:: Your task ::
Restate the material word for word and leave out anything that is a picture.

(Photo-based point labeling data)

[START]

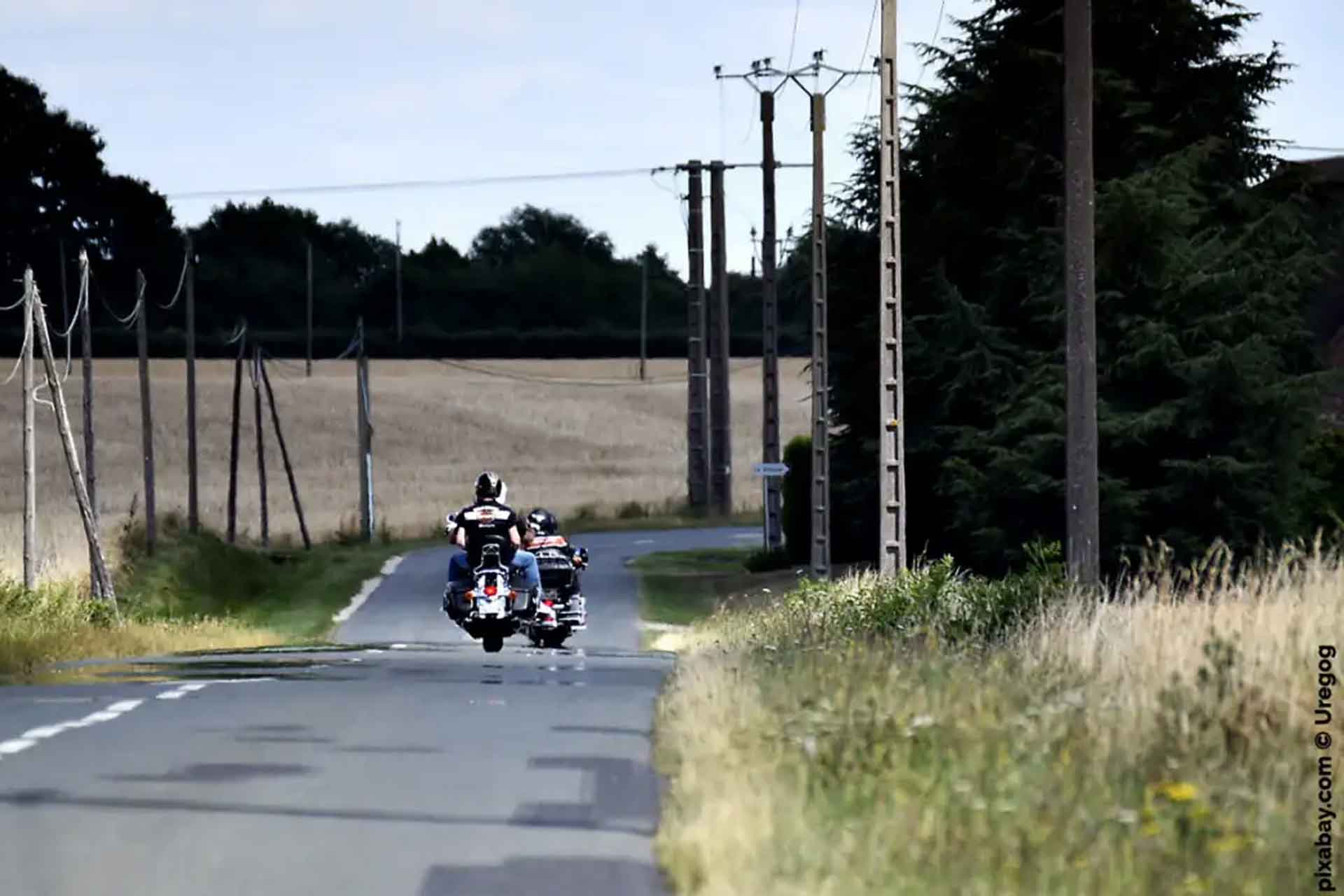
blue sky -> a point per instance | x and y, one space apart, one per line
198 96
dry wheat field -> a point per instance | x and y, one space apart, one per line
562 433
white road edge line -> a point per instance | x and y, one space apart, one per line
368 589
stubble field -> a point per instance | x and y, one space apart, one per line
562 433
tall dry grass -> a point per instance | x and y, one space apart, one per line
1156 743
565 434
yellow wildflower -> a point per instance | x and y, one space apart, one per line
1179 792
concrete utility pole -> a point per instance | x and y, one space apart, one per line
721 442
400 332
366 461
1082 500
192 503
891 456
90 480
308 246
769 300
30 448
644 315
696 416
820 552
820 352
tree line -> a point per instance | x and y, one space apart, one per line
537 284
1215 298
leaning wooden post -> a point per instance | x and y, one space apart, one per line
86 339
261 448
147 424
284 454
67 442
233 438
30 450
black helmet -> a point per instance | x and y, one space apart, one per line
488 485
543 522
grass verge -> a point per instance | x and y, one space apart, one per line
195 593
682 587
941 734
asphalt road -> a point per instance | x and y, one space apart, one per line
406 761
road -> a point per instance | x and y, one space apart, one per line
402 761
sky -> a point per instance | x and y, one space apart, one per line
264 94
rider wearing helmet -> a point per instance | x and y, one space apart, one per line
543 530
488 520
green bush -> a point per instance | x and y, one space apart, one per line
796 516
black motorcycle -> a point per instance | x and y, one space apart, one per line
562 609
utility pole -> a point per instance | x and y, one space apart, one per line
400 333
1082 500
104 586
820 354
698 431
644 315
891 456
308 246
192 503
86 370
366 463
721 442
261 449
769 298
30 450
147 424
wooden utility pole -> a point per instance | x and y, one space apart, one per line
90 480
698 425
820 352
192 500
308 245
398 282
147 421
233 437
769 327
891 457
366 461
284 456
102 580
1082 498
261 449
30 449
721 441
644 315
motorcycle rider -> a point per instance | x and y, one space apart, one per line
491 520
543 531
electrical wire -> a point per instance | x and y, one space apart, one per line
793 41
412 184
182 279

[END]

:: Result ::
blue sky -> a point per instance | x and y, one space apart, one per line
198 96
dry wheat field -> a point per instance | x and y, one space apart, one per line
562 433
white road edge line -> a point per instance | x and y, one space apart, one per line
368 589
stubble field -> a point per instance | x and y, one space apart, one per line
562 433
tall dry grass -> a point per instance | x and y, one space apart, one per line
1156 743
565 434
yellow wildflower -> a point per instance | x and y, one space apart, one per line
1179 792
concrete utility pole -> a point per instance | x and y, one space apart, one per line
721 442
400 332
366 461
1082 500
192 503
891 456
90 480
308 246
769 300
30 448
644 315
696 416
820 552
820 352
tree line -> a point per instance | x and y, one space apart, one per line
537 284
1215 298
leaning wooden post -> a point per instance | x and y, one space apart, one per line
86 339
261 448
147 424
284 454
67 442
233 438
30 450
black helmet -> a point per instance | x and y, one space apart, one per line
488 485
543 522
grass verge -> a point per instance | x and y, one space apart, one per line
195 593
682 587
941 734
asphalt road -> a point per instance | x and y, one space apart, one per line
406 761
road -> a point per instance | x and y, one space apart, one per line
402 761
sky -> a point per instance | x and y, one space apart, one per line
264 94
rider wearing helmet -> a point per instance | x and y, one space apart, one per line
543 530
488 520
green bush -> a point per instance | x and y, one space apart, one per line
796 516
black motorcycle -> a point per instance | x and y, one space apart, one per line
562 609
utility pole -> a point per instance | x and y, one space apart, one per line
400 333
1082 500
104 586
820 354
698 431
644 315
891 456
308 246
192 503
86 370
366 463
721 442
261 449
769 298
30 450
147 424
wooden utility pole -> a point per instance | x and y, one space apart, one per line
90 480
698 425
820 352
192 500
308 245
398 282
147 421
233 437
769 327
891 457
366 461
284 456
102 580
1082 498
261 449
30 449
721 441
644 315
motorcycle rider -> a point per instance | x and y, one space apart, one per line
491 520
543 531
electrical wire -> a point per instance | x and y, one space apart, one per line
793 41
412 184
182 279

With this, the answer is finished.